Data excerpts

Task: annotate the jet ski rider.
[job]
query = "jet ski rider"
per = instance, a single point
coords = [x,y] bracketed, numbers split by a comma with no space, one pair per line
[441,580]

**Task to complete:**
Output the data once more, exactly as it appears above.

**Response for this exercise:**
Task: annotate the jet ski rider.
[job]
query = "jet ski rider"
per = instance, a single point
coords = [x,y] bracketed, numbers split by a comma with no space, one pair per line
[441,580]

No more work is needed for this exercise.